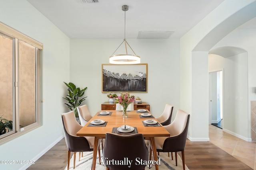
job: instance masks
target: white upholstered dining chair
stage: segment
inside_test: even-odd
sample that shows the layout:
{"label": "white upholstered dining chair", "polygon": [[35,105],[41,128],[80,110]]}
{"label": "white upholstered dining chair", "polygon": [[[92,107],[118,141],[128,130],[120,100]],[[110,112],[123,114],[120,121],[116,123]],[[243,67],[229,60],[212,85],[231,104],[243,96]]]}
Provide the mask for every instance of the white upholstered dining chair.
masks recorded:
{"label": "white upholstered dining chair", "polygon": [[84,126],[92,119],[92,117],[89,112],[87,105],[85,104],[76,107],[81,125]]}

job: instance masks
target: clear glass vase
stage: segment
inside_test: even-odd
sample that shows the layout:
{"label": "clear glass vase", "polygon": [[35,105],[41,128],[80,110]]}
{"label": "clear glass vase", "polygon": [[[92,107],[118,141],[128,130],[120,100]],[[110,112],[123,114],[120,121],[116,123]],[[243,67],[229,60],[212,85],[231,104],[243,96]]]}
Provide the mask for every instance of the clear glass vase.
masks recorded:
{"label": "clear glass vase", "polygon": [[123,106],[123,118],[128,117],[127,106]]}

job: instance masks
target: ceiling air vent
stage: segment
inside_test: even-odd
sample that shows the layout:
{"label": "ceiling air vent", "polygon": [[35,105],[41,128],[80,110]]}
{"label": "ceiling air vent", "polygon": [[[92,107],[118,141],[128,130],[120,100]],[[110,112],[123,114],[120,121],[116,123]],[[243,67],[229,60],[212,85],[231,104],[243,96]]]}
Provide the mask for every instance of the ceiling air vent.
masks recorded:
{"label": "ceiling air vent", "polygon": [[82,3],[97,3],[98,0],[81,0]]}

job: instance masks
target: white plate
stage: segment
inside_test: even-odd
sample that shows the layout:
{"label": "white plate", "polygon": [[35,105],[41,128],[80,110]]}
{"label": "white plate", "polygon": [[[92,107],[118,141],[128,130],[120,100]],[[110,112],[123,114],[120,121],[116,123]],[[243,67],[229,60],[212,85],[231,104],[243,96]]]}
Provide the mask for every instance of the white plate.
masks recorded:
{"label": "white plate", "polygon": [[151,114],[149,113],[142,113],[140,115],[144,117],[147,117],[151,116]]}
{"label": "white plate", "polygon": [[145,120],[144,121],[143,121],[144,122],[144,123],[145,123],[146,124],[147,124],[148,125],[154,125],[154,124],[156,124],[157,123],[157,121],[156,121],[154,120],[153,120],[153,122],[148,122],[147,121],[147,120]]}
{"label": "white plate", "polygon": [[100,122],[96,123],[94,122],[94,121],[91,121],[90,123],[93,125],[101,125],[102,124],[104,123],[105,123],[105,121],[104,121],[103,120],[101,120],[101,121],[100,121]]}
{"label": "white plate", "polygon": [[123,125],[120,127],[121,127],[121,129],[122,129],[122,130],[123,131],[125,131],[130,130],[130,129],[131,128],[130,126],[128,126],[128,125],[126,125],[125,127],[126,127],[126,129],[124,129],[124,125]]}
{"label": "white plate", "polygon": [[106,112],[100,112],[100,114],[101,115],[108,115],[109,113],[110,113],[108,111],[106,111]]}
{"label": "white plate", "polygon": [[117,131],[119,132],[122,132],[122,133],[128,133],[129,132],[130,132],[134,130],[134,128],[133,127],[131,127],[131,128],[128,130],[123,130],[122,129],[121,127],[119,127],[117,128]]}

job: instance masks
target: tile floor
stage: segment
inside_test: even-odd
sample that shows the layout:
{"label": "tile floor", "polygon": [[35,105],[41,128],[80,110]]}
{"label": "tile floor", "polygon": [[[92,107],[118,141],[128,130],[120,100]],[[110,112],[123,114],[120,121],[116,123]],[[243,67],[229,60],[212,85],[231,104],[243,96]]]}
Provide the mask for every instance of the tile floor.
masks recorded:
{"label": "tile floor", "polygon": [[209,137],[212,143],[256,170],[256,142],[246,142],[212,125]]}

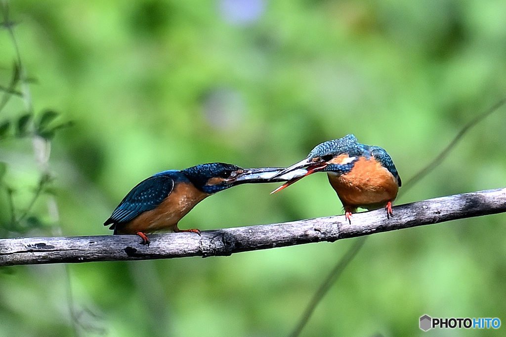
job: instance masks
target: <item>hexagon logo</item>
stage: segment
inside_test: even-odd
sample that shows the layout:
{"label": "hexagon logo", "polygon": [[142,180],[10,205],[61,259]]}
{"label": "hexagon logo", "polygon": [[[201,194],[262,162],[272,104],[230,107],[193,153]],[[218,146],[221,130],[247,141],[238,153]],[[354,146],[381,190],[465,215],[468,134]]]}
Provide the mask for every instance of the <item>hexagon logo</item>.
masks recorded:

:: Exercise description ::
Output the data exactly. Pictures don't belong in the result.

:: Written solution ::
job: instance masks
target: white upholstered dining chair
stage: segment
inside_test: even-odd
sample that shows the layout:
{"label": "white upholstered dining chair", "polygon": [[35,105],[41,128],[80,110]]}
{"label": "white upholstered dining chair", "polygon": [[[92,107],[118,141],[128,130],[120,100]],[[110,112],[123,114],[120,121],[116,123]],[[243,67],[229,60],[212,85],[231,104],[243,96]]]}
Provide the mask for every instance of the white upholstered dining chair.
masks recorded:
{"label": "white upholstered dining chair", "polygon": [[84,126],[92,119],[92,117],[89,112],[87,105],[85,104],[76,107],[81,125]]}

job: instance masks
target: clear glass vase
stage: segment
inside_test: even-odd
sample that shows the layout:
{"label": "clear glass vase", "polygon": [[35,105],[41,128],[80,110]]}
{"label": "clear glass vase", "polygon": [[[92,107],[118,141],[128,130],[120,100]],[[110,112],[123,114],[120,121],[116,123]],[[243,67],[229,60],[212,85],[231,104],[243,96]]]}
Provide the mask for every instance of the clear glass vase.
masks recorded:
{"label": "clear glass vase", "polygon": [[123,106],[123,118],[128,117],[127,106]]}

job: instance masks
target: ceiling air vent
stage: segment
inside_test: even-odd
sample that shows the layout:
{"label": "ceiling air vent", "polygon": [[35,105],[41,128],[80,110]]}
{"label": "ceiling air vent", "polygon": [[[92,107],[118,141],[128,130],[120,100]],[[110,112],[123,114],[120,121],[116,123]],[[243,67],[229,60],[212,85],[231,104],[243,96]]]}
Provide the mask for every instance of the ceiling air vent.
masks recorded:
{"label": "ceiling air vent", "polygon": [[82,3],[97,3],[98,0],[81,0]]}

job: instance masks
target: white plate
stage: segment
inside_test: even-odd
sample that shows the layout:
{"label": "white plate", "polygon": [[35,105],[41,128],[80,110]]}
{"label": "white plate", "polygon": [[[92,107],[118,141],[128,130],[120,100]],[[110,112],[123,114],[120,121],[116,123]],[[243,67],[229,60],[212,85],[231,104],[243,96]]]}
Provide the mask for every instance of the white plate.
masks recorded:
{"label": "white plate", "polygon": [[151,114],[149,113],[142,113],[140,115],[144,117],[147,117],[151,116]]}
{"label": "white plate", "polygon": [[145,120],[144,121],[143,121],[144,122],[144,123],[145,123],[146,124],[147,124],[148,125],[154,125],[154,124],[156,124],[157,123],[157,121],[156,121],[154,120],[153,120],[153,122],[148,122],[147,121],[147,120]]}
{"label": "white plate", "polygon": [[100,122],[96,123],[94,122],[94,121],[91,121],[90,123],[93,125],[101,125],[102,124],[104,123],[105,123],[105,121],[104,121],[103,120],[101,120],[101,121],[100,121]]}
{"label": "white plate", "polygon": [[123,125],[120,127],[121,127],[121,129],[122,129],[122,130],[123,131],[125,131],[130,130],[130,129],[131,128],[130,126],[128,126],[128,125],[126,125],[125,127],[126,127],[126,129],[124,129],[124,125]]}
{"label": "white plate", "polygon": [[106,112],[100,112],[100,114],[101,115],[108,115],[109,113],[110,113],[108,111],[106,111]]}
{"label": "white plate", "polygon": [[117,131],[119,132],[122,132],[122,133],[128,133],[129,132],[130,132],[134,130],[134,128],[133,127],[131,127],[131,128],[128,130],[123,130],[122,129],[121,127],[119,127],[117,128]]}

job: instance masks
target: tile floor
stage: segment
inside_test: even-odd
sample that shows the layout:
{"label": "tile floor", "polygon": [[35,105],[41,128],[80,110]]}
{"label": "tile floor", "polygon": [[[92,107],[118,141],[128,130],[120,100]],[[110,112],[123,114],[120,121],[116,123]],[[243,67],[229,60],[212,85],[231,104],[243,96]]]}
Provide the mask for every instance of the tile floor.
masks recorded:
{"label": "tile floor", "polygon": [[209,137],[212,143],[256,170],[256,142],[246,142],[212,125]]}

job: instance masks
target: <item>hexagon logo</item>
stage: segment
inside_test: even-odd
sample that shows the layout:
{"label": "hexagon logo", "polygon": [[142,180],[10,205],[61,259]]}
{"label": "hexagon logo", "polygon": [[[201,194],[262,162],[272,104],[230,107],[193,153]],[[218,146],[221,130],[247,141],[238,153]],[[354,146],[381,190],[465,215],[468,134]]]}
Provide the mask for every instance of the <item>hexagon logo</item>.
masks recorded:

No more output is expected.